(Pointing dataset records)

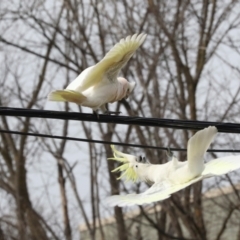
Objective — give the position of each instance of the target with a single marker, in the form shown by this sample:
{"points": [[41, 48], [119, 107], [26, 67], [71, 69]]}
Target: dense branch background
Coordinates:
{"points": [[188, 68]]}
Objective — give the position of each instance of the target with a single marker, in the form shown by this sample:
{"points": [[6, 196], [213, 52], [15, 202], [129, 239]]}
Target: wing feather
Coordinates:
{"points": [[114, 60], [222, 165]]}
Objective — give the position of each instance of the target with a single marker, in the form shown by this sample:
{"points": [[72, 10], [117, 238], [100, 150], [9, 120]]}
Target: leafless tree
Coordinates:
{"points": [[187, 69]]}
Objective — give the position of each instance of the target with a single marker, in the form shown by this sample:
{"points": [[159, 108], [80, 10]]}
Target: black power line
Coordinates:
{"points": [[141, 121], [127, 120], [106, 142]]}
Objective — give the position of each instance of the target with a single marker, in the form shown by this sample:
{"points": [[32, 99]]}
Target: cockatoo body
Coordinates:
{"points": [[174, 175], [99, 84]]}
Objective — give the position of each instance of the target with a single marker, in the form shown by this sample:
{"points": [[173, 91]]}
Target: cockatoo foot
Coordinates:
{"points": [[96, 114], [111, 112], [169, 154]]}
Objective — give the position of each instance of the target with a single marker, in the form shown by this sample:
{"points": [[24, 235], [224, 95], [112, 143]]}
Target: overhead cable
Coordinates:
{"points": [[107, 142], [127, 120]]}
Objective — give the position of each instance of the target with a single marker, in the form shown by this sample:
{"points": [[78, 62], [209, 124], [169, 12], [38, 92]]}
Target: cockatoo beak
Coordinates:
{"points": [[130, 89], [127, 161]]}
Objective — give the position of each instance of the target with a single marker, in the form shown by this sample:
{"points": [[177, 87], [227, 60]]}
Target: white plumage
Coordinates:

◆ TASK DIRECTIONS
Quote the records in their entirety, keeping the wording exact and excluding pictures.

◆ SOLUTION TO THE EXERCISE
Objective — give the position of each instance of the target with a single marker, in the form shown by this sample:
{"points": [[41, 48], [119, 107], [26, 67], [71, 69]]}
Target: dense branch background
Coordinates:
{"points": [[188, 68]]}
Objective — give the position of each instance of the target with a single marker, in the form shown by this sample:
{"points": [[6, 196], [213, 52], [15, 202], [129, 239]]}
Target: wing feather
Coordinates:
{"points": [[114, 60], [222, 165]]}
Objective — give the position of each instance of the target with a single marker, in the form shown by this sample:
{"points": [[72, 10], [117, 238], [100, 150], [9, 120]]}
Target: leafless tree
Coordinates:
{"points": [[187, 69]]}
Objective — give the position of each instance of the target with a single marker, in the form shown by this sample:
{"points": [[159, 108], [80, 10]]}
Target: black power line
Coordinates:
{"points": [[141, 121], [127, 120], [106, 142]]}
Objective — give the position of each instance of the target with a single marker, in the form shown by this sample:
{"points": [[32, 99]]}
Target: cockatoo body
Coordinates:
{"points": [[174, 175], [99, 84]]}
Objective — give the position of each instance of the target with a single marker, in the form shown by this sample:
{"points": [[173, 91]]}
Target: cockatoo foot
Coordinates:
{"points": [[96, 114], [111, 112], [169, 154]]}
Objective — give the position of each instance of the target with a single marker, in the form shown by this sample:
{"points": [[24, 235], [224, 95], [112, 143]]}
Target: overhead cable
Coordinates:
{"points": [[107, 142], [127, 120]]}
Objective — give the position of each instance of the target with a single marker, in the form shown by this sample:
{"points": [[78, 62], [209, 124], [169, 12], [38, 92]]}
Target: cockatoo beak
Coordinates:
{"points": [[130, 89], [127, 161]]}
Objective — give the position of each instance of the target with a single marker, in the form shown by this sample:
{"points": [[177, 87], [227, 60]]}
Target: white plumage
Coordinates:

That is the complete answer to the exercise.